→ **Provided data**
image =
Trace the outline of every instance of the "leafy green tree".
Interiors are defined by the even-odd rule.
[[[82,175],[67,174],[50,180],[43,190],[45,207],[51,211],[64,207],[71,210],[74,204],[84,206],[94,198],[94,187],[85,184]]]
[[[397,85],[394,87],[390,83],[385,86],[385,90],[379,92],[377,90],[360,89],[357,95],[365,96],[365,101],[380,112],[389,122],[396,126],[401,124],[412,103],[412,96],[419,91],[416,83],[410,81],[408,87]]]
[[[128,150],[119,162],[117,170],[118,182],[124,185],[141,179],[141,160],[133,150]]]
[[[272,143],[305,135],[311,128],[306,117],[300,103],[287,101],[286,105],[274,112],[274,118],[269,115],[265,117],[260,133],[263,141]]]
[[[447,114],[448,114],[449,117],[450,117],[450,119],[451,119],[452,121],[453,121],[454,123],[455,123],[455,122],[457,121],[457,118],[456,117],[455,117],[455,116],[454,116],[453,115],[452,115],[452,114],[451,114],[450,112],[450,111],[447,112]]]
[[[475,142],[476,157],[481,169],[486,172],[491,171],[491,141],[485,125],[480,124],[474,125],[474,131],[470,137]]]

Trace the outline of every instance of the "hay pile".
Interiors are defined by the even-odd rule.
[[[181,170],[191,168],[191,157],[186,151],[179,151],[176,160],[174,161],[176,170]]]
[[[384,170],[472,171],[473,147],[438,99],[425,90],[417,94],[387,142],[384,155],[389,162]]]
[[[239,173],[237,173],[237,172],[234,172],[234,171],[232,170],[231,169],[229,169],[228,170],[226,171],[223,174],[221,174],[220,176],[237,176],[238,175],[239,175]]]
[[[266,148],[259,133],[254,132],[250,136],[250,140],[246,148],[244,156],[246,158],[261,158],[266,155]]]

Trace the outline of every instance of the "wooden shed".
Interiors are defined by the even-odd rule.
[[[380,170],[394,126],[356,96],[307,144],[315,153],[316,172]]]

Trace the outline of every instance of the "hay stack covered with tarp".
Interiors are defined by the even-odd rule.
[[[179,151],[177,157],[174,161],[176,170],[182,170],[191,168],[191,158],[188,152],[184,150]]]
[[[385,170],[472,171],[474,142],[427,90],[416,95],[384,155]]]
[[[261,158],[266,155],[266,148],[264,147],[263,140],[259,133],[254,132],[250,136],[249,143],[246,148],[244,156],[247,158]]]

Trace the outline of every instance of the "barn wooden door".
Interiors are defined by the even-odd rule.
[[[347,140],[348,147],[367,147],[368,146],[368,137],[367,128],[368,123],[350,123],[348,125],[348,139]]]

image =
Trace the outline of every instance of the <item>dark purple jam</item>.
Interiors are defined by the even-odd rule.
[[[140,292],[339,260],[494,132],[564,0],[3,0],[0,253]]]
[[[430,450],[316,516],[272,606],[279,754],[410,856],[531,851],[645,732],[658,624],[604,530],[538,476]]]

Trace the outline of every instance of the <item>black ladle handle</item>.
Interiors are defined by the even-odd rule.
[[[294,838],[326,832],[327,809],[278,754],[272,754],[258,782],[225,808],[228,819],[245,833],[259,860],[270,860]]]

→ **Problem**
Please format every line of the records above as a JSON list of strings, one string per line, with blank lines omitted.

→ **Solution for this task**
[
  "image =",
  "Trace the outline of every instance of the \"leafy green tree\".",
  "Interiors are defined by the even-odd rule.",
  "[[[82,175],[67,174],[50,180],[43,190],[45,207],[51,211],[64,207],[71,210],[74,204],[84,206],[94,198],[94,187],[85,184]]]",
  "[[[397,85],[394,87],[390,83],[385,86],[385,90],[379,92],[377,90],[360,89],[357,95],[365,96],[365,101],[380,112],[389,122],[396,126],[401,124],[412,103],[412,96],[419,91],[416,83],[410,81],[408,87]]]",
  "[[[128,150],[119,162],[117,170],[118,182],[124,185],[141,179],[141,160],[133,150]]]",
  "[[[272,143],[305,135],[311,128],[306,117],[300,103],[287,101],[286,105],[274,112],[274,118],[269,115],[265,117],[260,133],[263,141]]]",
  "[[[447,114],[448,114],[449,117],[450,117],[450,119],[451,119],[452,121],[453,121],[454,123],[455,123],[455,122],[457,121],[457,118],[456,117],[455,117],[455,116],[454,116],[453,115],[452,115],[452,114],[451,114],[450,112],[450,111],[447,112]]]",
  "[[[475,142],[476,157],[481,169],[486,172],[491,171],[491,141],[485,125],[480,124],[474,125],[474,131],[470,137]]]",
  "Trace the outline of every instance of the \"hay pile\".",
  "Interiors are defined by the even-odd rule.",
  "[[[181,170],[191,168],[191,157],[186,151],[179,151],[176,160],[174,161],[176,170]]]",
  "[[[384,170],[472,171],[473,147],[438,99],[425,90],[417,94],[387,142],[384,155],[389,162]]]",
  "[[[239,173],[237,173],[237,172],[234,172],[234,171],[232,170],[231,169],[229,169],[228,170],[226,171],[223,174],[221,174],[220,176],[237,176],[238,175],[239,175]]]",
  "[[[266,148],[259,133],[254,132],[250,136],[250,140],[246,148],[244,156],[246,158],[261,158],[266,155]]]",
  "Trace the outline of every instance of the \"wooden shed\".",
  "Interiors are defined by the even-odd rule.",
  "[[[380,170],[394,126],[356,96],[307,144],[315,153],[316,172]]]",
  "Trace the outline of every instance of the \"hay stack covered with tarp\".",
  "Interiors are defined by the even-odd rule.",
  "[[[179,151],[177,157],[174,161],[176,170],[182,170],[191,168],[191,158],[188,152],[184,150]]]",
  "[[[385,170],[472,171],[474,142],[427,90],[416,95],[384,155]]]",
  "[[[261,158],[266,155],[266,148],[264,147],[263,140],[259,133],[254,132],[250,136],[249,143],[246,148],[244,156],[247,158]]]",
  "Trace the outline of every instance of the \"barn wooden door\".",
  "Interiors are defined by the even-odd rule.",
  "[[[347,140],[348,147],[367,147],[368,146],[368,137],[367,128],[368,123],[350,123],[348,125],[348,139]]]",
  "image =",
  "Trace the outline of every instance of the <item>dark purple jam</item>.",
  "Interiors are defined by the even-odd rule.",
  "[[[140,292],[339,260],[494,132],[564,0],[3,0],[0,253]]]",
  "[[[430,450],[316,516],[272,606],[279,754],[410,856],[531,851],[645,732],[658,624],[604,530],[538,476]]]",
  "Trace the outline of every instance of the <item>black ladle handle</item>.",
  "Interiors are defined by the even-odd rule.",
  "[[[294,838],[326,832],[327,809],[278,754],[272,754],[258,782],[225,808],[228,819],[245,833],[259,860],[270,860]]]"
]